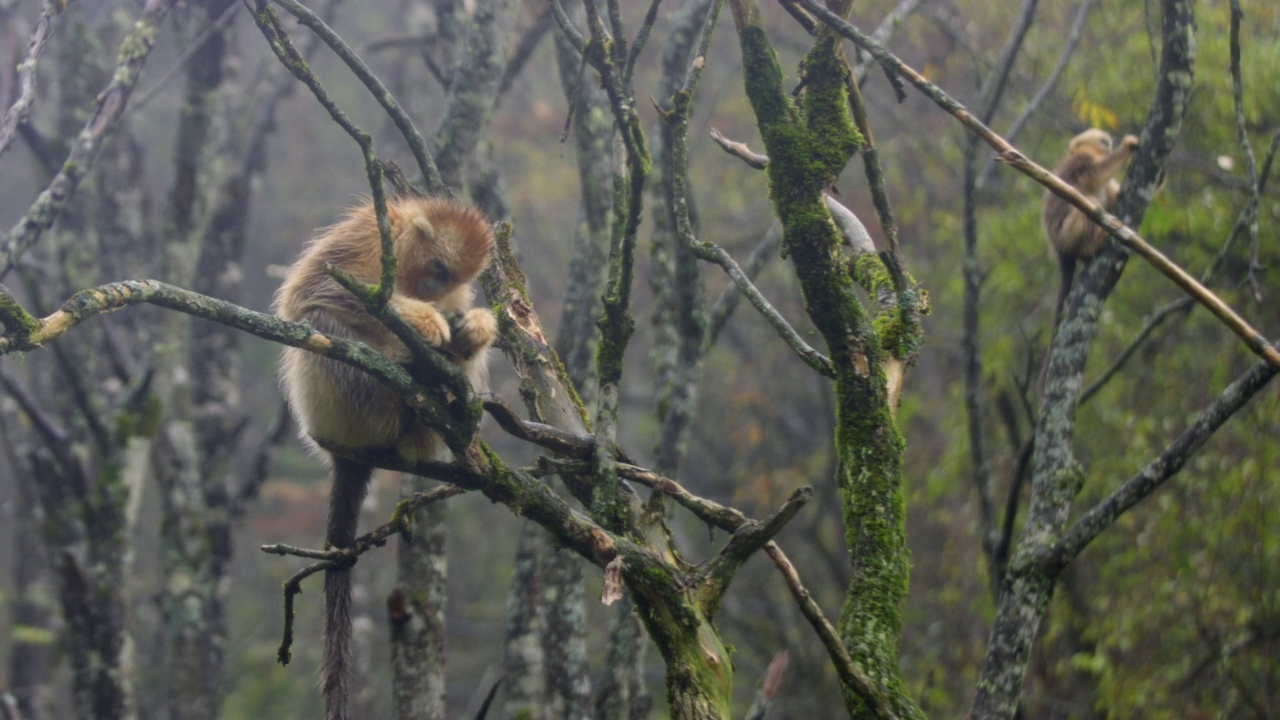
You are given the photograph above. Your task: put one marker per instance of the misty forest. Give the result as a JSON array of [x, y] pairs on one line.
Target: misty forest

******

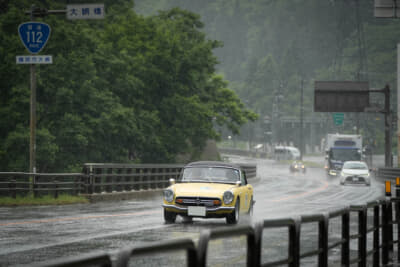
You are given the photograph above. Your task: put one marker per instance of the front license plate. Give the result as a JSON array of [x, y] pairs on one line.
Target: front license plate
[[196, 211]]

******

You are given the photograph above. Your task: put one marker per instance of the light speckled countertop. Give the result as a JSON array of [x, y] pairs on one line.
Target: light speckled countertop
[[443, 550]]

******

Exercise prompt >> If a line in the listing has "Your" in it, report that line.

Result of the task >>
You are given the photograph above. Your task: put one marker per instance of the misty forest. Give the result as a JSON array of [x, y] pairs on one line.
You are given the photograph above. Your task: put one marker per instance of the front license plate. Give the result as a JSON array of [x, y] pairs on one line.
You are given the photograph above. Your task: put one marker per instance of the light speckled countertop. Give the result as a JSON array of [x, y] pairs on one line.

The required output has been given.